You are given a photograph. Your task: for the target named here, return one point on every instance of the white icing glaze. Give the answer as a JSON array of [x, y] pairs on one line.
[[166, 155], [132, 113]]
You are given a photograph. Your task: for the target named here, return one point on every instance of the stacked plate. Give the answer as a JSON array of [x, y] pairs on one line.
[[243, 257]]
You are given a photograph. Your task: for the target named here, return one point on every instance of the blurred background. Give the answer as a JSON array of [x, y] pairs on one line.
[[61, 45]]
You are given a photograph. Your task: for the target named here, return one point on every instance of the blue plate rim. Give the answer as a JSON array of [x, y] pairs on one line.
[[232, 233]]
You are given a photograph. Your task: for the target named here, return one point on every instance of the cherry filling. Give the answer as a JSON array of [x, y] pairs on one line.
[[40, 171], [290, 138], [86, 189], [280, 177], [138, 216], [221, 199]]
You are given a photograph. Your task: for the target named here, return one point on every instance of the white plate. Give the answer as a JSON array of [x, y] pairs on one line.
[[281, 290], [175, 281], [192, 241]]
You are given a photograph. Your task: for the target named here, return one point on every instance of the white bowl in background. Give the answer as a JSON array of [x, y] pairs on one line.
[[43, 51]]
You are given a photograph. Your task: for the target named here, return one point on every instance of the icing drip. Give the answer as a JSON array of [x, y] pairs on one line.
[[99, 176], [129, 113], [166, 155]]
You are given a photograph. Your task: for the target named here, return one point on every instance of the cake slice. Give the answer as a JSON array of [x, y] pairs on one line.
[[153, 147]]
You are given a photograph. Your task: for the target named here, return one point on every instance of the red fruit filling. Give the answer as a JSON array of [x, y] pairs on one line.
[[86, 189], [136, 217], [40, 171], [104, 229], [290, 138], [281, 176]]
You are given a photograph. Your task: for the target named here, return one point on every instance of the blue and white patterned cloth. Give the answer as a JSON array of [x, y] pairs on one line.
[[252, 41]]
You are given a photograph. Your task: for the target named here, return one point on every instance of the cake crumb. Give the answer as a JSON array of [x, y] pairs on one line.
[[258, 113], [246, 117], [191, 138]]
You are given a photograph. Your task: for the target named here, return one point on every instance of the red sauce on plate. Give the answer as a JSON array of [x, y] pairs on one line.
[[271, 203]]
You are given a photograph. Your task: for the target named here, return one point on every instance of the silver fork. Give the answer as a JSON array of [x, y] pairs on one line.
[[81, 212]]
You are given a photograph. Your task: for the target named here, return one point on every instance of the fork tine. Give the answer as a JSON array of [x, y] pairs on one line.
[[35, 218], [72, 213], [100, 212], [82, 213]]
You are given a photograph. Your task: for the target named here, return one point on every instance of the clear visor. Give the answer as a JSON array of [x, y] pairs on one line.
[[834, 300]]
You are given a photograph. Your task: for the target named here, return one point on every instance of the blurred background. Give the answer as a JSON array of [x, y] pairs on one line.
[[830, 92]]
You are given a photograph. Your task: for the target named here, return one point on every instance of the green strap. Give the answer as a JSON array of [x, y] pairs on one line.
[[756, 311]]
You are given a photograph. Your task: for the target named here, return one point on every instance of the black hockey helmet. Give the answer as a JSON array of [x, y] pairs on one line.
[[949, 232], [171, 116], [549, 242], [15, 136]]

* **WHAT THE TASK ASKS**
The records above are to be duplicated in full and exactly.

* **EXERCISE RESULT**
You are given a photograph. Your task: for the target named here, return one point on every instance of the white icing glaze. Give the answer as a JSON array of [x, y] pairs on one line.
[[166, 155], [132, 113]]
You are given a photograph. Your task: for the target named here, return one point on every instance of the stacked plate. Give the answer as a JSON array of [x, y] pairs on one line.
[[243, 257]]
You are given a photograph. Your task: for the target named here, return one point on every instance of the blurred background. Give the answer as a JSON array of [x, y] pairs on one line.
[[61, 45]]
You are given a photograph. Your task: for the target named here, return one point on every instance of the blue plate rim. Give the answer as a JSON array of [x, y] pairs on one line.
[[232, 233]]
You are given a photograph. Your task: for the target named here, return one point on every instance of the cherry filling. Give the answer as a JSON array of [x, y] pairs on one line.
[[40, 171], [290, 138], [86, 189], [280, 177], [138, 216], [221, 199]]
You are given a photograph. Your task: for the target named here, return one point on every instance of the white plate. Give the answer as a JSON array of [x, y] pairs on one line.
[[281, 290], [175, 281], [192, 241]]
You are given a photograph. Your task: for the target named here, return one point on every instance of the white bowl in background. Give the answer as a JSON array of [x, y] pairs on one line.
[[43, 51]]
You are given a photograph. Your task: for the target named here, return one point on every instance of the icing drip. Give the answer as a JSON array of [x, y] pairs on one line.
[[99, 176], [129, 113], [166, 155]]
You are given a photograph. Your task: for the target named here, return one point on every instance of the cake slice. Give the answer as a JSON array of [x, y] pairs on one line.
[[153, 147]]
You are given a photograph. Your task: for the target named here, return one point on every instance of the red fruit filling. Give the answer as a JSON array of [x, y] pairs on one line.
[[86, 189], [136, 217], [40, 171], [104, 229], [290, 138], [281, 176]]
You are given a photograph. Your task: for the target named here, return one point on every instance of the blue and white patterned cloth. Give the answer as a JSON array of [x, y] pairs on one line.
[[252, 41]]
You are given a photograph. Your task: for the target named here, return one point on every instance of the cake crumb. Give the answer as a JSON array of [x, y] pairs on one line.
[[258, 113], [246, 117], [191, 138]]
You are given a photograph. Your task: for the target named here, return one point on every instance of the red sauce on plate. Give the answer as a JSON array of [x, y] pairs on one line.
[[271, 203]]
You are given a photograph. Your task: for the target named here, return one point on every instance of the silver fork. Give the answer as a JSON array of [x, y] pairs on one line.
[[81, 212]]
You are given a photograph. Your task: for the target named here, return one point on every instance of the fork tine. Give the answer as a JSON array of [x, y] pairs on one line.
[[35, 218], [72, 213], [100, 212], [82, 213]]
You are given a photograph. Your task: for the target named here, return one point on every instance of the clear visor. Give the answer as a JSON array of [x, y] pairs on one line.
[[834, 300]]
You are given a photograph. Your task: for the target named here, return one point on every instance of the blurred background. Give the answer as a JSON array of [x, y] pairs on one line.
[[830, 92]]
You are given a photograph. Your task: for the target named here, return one point on every instance of the green strap. Give the answer as a JSON array of [x, y] pairs on one line.
[[756, 311]]
You are given a photograph. Your task: for the target named here, return one point on every instance of the black hockey helmet. Give the answer as a JSON array of [x, y] pairs on one line.
[[949, 232], [171, 116], [549, 242], [15, 136]]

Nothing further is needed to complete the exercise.